Entries from a point annotation set
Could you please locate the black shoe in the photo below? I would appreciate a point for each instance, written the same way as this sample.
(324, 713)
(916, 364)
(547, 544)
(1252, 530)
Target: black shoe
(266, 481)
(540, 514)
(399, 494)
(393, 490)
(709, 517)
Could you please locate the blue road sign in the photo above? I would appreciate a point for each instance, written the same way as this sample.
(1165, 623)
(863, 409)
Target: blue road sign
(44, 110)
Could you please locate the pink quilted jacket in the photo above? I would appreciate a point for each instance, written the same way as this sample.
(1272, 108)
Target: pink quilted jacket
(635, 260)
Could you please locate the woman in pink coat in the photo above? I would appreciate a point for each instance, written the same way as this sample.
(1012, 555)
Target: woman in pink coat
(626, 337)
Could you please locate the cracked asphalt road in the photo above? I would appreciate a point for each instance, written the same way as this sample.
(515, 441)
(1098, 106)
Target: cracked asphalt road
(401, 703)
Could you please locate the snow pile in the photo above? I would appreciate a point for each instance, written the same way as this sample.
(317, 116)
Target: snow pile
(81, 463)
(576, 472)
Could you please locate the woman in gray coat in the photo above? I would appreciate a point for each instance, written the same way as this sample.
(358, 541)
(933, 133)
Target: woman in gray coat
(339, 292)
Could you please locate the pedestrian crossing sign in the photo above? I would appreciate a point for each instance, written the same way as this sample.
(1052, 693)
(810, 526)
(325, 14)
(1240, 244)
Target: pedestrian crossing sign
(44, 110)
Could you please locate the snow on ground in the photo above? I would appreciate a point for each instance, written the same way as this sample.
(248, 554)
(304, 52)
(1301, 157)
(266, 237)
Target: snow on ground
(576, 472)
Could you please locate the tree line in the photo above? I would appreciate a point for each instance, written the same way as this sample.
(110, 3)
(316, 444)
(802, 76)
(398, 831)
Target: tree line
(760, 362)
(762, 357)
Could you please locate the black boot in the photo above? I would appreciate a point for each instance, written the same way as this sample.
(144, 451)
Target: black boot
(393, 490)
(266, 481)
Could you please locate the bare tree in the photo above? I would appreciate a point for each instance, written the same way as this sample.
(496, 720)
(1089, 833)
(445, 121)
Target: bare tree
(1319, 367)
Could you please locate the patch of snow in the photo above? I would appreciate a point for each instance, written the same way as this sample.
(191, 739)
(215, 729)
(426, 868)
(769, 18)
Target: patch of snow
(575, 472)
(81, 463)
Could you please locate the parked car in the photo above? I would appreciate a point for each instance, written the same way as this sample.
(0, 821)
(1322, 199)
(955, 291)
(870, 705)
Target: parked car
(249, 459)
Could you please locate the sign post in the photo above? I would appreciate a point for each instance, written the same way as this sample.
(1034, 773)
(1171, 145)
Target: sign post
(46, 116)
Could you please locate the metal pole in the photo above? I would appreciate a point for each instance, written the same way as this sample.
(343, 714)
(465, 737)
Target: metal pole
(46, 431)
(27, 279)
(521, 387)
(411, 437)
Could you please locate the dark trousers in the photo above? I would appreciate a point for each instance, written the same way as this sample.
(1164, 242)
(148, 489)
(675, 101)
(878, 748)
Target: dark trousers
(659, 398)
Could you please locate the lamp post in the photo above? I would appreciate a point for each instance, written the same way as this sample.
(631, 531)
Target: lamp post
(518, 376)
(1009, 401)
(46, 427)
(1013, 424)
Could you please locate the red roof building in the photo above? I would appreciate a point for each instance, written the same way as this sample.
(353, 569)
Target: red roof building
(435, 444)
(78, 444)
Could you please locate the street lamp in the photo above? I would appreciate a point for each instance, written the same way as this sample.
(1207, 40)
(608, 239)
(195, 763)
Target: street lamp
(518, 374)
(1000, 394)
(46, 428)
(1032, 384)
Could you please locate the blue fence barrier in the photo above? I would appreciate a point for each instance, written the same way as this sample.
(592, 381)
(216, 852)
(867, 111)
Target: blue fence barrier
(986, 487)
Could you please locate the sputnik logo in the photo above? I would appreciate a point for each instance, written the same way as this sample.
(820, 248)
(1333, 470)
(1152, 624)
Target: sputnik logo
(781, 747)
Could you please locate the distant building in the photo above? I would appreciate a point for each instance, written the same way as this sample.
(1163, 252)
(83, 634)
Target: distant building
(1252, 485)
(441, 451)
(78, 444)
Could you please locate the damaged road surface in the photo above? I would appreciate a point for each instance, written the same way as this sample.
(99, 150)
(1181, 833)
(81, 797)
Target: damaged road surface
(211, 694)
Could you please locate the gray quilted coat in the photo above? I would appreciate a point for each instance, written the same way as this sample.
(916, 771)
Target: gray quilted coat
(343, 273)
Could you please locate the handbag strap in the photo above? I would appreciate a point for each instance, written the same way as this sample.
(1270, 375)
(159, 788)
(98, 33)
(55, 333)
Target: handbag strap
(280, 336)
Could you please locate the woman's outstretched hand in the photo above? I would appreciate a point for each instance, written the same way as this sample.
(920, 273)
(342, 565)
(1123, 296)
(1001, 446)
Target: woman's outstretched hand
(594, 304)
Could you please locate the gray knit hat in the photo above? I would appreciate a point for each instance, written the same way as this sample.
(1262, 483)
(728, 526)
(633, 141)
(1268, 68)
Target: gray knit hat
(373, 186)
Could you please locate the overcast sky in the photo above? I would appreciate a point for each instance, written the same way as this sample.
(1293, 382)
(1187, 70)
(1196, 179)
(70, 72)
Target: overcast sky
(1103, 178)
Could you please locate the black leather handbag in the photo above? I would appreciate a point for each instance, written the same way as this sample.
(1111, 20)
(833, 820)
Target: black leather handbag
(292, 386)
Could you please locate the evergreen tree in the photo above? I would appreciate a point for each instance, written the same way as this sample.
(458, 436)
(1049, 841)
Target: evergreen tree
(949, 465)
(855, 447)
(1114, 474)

==

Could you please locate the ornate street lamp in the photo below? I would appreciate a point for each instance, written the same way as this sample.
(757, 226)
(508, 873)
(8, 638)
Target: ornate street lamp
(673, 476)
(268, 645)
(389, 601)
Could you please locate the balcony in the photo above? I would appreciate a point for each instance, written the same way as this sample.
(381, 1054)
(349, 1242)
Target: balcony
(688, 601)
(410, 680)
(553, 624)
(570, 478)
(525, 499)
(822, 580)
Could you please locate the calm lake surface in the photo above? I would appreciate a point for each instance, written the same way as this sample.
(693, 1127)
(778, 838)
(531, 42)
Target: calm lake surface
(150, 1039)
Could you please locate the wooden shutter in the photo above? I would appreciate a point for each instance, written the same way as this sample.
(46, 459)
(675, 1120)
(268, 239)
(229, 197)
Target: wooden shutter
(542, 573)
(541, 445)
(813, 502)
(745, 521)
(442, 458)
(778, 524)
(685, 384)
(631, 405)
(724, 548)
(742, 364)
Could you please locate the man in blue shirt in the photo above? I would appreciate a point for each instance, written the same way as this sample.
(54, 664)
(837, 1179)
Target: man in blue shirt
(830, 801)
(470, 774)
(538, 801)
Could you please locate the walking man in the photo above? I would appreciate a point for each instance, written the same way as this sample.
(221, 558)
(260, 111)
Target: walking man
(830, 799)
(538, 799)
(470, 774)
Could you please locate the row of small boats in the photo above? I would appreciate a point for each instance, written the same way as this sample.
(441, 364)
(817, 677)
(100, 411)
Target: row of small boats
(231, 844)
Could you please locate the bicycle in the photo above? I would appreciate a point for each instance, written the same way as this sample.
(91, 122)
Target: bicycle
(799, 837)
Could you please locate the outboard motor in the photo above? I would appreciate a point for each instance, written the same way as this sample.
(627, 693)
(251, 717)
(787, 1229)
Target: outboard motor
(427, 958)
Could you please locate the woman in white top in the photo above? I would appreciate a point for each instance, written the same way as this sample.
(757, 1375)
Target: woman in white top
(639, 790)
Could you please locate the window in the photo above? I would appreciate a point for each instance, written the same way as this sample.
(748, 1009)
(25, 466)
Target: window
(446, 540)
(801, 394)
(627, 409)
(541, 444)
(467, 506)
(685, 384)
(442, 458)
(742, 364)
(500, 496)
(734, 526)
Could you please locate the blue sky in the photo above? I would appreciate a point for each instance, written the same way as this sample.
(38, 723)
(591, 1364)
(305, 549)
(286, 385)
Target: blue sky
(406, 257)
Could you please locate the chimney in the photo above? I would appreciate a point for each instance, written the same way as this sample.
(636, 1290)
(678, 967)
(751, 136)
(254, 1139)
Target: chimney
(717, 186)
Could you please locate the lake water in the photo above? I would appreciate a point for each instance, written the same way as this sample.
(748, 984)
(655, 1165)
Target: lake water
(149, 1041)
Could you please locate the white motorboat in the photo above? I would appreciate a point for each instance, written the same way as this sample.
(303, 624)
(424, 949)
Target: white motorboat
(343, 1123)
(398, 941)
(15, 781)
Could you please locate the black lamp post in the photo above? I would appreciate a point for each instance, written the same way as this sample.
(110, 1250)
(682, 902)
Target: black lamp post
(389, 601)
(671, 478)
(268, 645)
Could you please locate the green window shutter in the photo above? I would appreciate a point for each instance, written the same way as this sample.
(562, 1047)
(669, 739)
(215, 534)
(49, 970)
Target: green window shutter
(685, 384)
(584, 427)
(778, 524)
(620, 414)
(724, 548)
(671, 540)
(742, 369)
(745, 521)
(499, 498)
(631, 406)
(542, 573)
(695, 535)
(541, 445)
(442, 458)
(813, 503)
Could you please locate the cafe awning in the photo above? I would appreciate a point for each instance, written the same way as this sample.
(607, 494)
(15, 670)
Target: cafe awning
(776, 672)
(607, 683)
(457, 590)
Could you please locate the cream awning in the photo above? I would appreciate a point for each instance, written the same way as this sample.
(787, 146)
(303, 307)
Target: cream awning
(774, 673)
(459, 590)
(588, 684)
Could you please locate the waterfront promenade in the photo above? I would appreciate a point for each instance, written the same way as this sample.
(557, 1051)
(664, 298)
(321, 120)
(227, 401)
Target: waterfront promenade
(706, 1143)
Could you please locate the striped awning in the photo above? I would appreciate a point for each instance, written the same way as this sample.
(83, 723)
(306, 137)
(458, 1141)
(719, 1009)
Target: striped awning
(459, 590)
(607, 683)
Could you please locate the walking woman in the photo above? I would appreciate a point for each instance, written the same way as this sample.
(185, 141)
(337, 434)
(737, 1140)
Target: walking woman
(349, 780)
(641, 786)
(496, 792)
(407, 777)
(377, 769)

### EXERCISE AIM:
Give the lines of material starting at the one containing "Could you please locate the street" and ending at the one containing "(1032, 384)", swapping every "street lamp" for "lamp post" and changing nothing else. Return only those lines.

### ANSWER TO THIS EXERCISE:
Could you please locate the lamp post in the photo above? I would appreciate a point for each instance, written the same way as this sample.
(1207, 40)
(608, 239)
(195, 763)
Target: lamp post
(518, 374)
(1000, 394)
(46, 428)
(1032, 384)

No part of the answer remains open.